**Provided passage:**

Cuda program does not give the correct output when using a CUDA compatible GPU

问题

I found the following program from http://llpanorama.wordpress.com/2008/05/21/my-first-cuda-program/

Unfortunately I can't copy paste it here because the code becomes messy

It takes as input a vector of numbers and then gives as an output the vector multiplied by itself, I run it on the emulator that I have installed on my computer and it gives the following output:

0 0.000000
1 1.000000
2 4.000000
3 9.000000
4 16.000000
5 25.000000
6 36.000000
7 49.000000
8 64.000000
9 81.000000

however if I decide to run it on a remote computer which runs debian and has cuda compatible gpu by entering

nvcc test.cu -lcudart -o test
./test

it gives me the following output

why does this happen? Thank you in advance!

**Challenges:**
1. From the CUDA forum question, list every value in the emulator output that is greater than 20.000000.
2. Answer these from the CUDA forum question:
(a) Which operating system does the remote computer run?
(b) What name does the nvcc command give the output file?
(c) What value does the emulator print next to 6?
3. Pick up the CUDA forum question after its final sentence and write the next part.

**Stored data:**
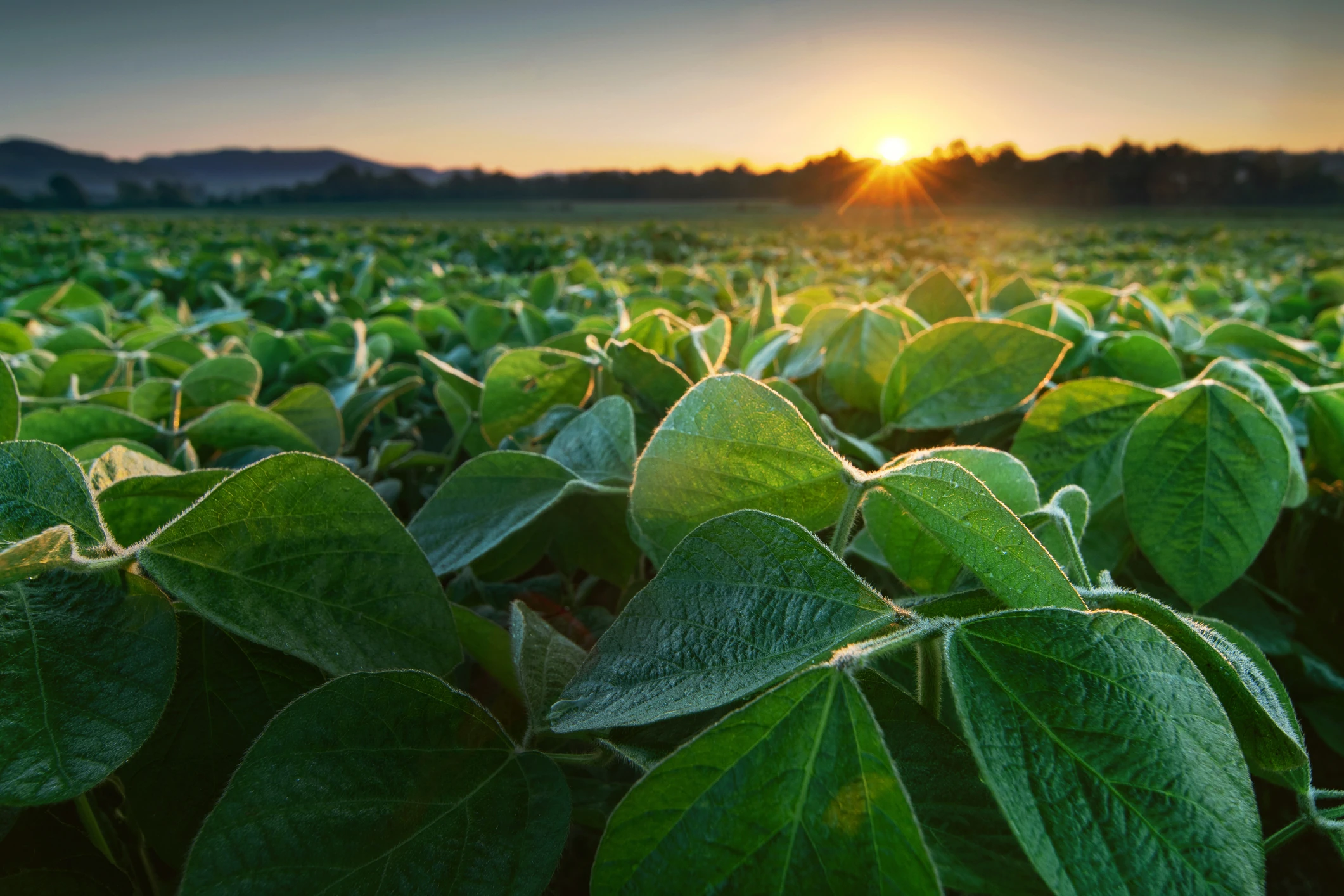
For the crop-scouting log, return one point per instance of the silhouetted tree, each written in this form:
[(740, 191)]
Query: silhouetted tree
[(66, 193)]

**Responses by task:**
1. 25.000000, 36.000000, 49.000000, 64.000000, 81.000000

2.
(a) Debian
(b) test
(c) 36.000000

3.
回答1:

The problem is that code has no error checking, and there is something wrong with the remote computer. Add error checking to that code (it's not hard to do), re-run it, and then see what happens. If you still have trouble, report back.

Here is the code suitably modified with error checking:

// example1.cpp : Defines the entry point for the console application.
//

#include <stdio.h>
#include <cuda.h>

#define cudaCheckErrors(msg) \
    do { \
        cudaError_t __err = cudaGetLastError(); \
        if (__err != cudaSuccess) { \
            fprintf(stderr, "Fatal error: %s (%s at %s:%d)\n", \
                msg, cudaGetErrorString(__err), \
                __FILE__, __LINE__); \
            fprintf(stderr, "*** FAILED - ABORTING\n"); \
            exit(1); \
        } \
    } while (0)

// Kernel that executes on the CUDA device
__global__ void square_array(float *a, int N)
{
  int idx = blockIdx.x * blockDim.x + threadIdx.x;
  if (idx<N) a[idx] = a[idx] * a[idx];
}

// main routine that executes on the host
int main(void)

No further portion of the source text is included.